━━ INPUT DATA ━━

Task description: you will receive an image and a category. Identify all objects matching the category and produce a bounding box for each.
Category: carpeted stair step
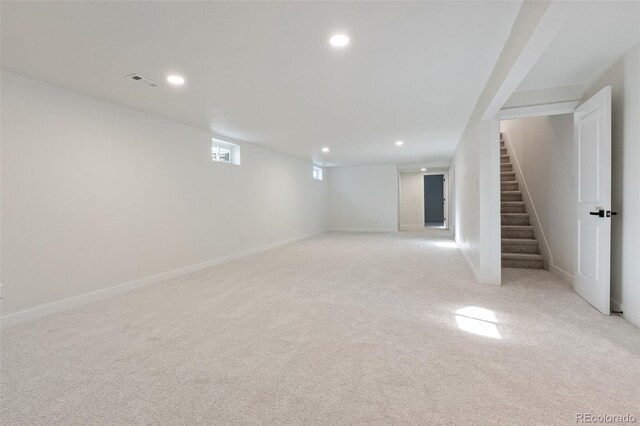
[502,225,534,239]
[500,213,529,226]
[502,238,538,254]
[502,253,544,269]
[500,191,522,201]
[500,180,518,191]
[500,201,527,213]
[500,172,516,182]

━━━

→ PROMPT: Render the lines of the material above as a numbered list, omitting blank lines and leaving out the picture.

→ EXERCISE SOLUTION:
1. Task description: you will receive an image and a category. Identify all objects matching the category and produce a bounding box for each.
2. Category: carpeted stair step
3. [502,225,534,239]
4. [500,213,529,226]
5. [502,238,538,254]
6. [502,253,544,269]
7. [500,191,522,201]
8. [500,180,518,191]
9. [500,201,527,213]
10. [500,172,516,182]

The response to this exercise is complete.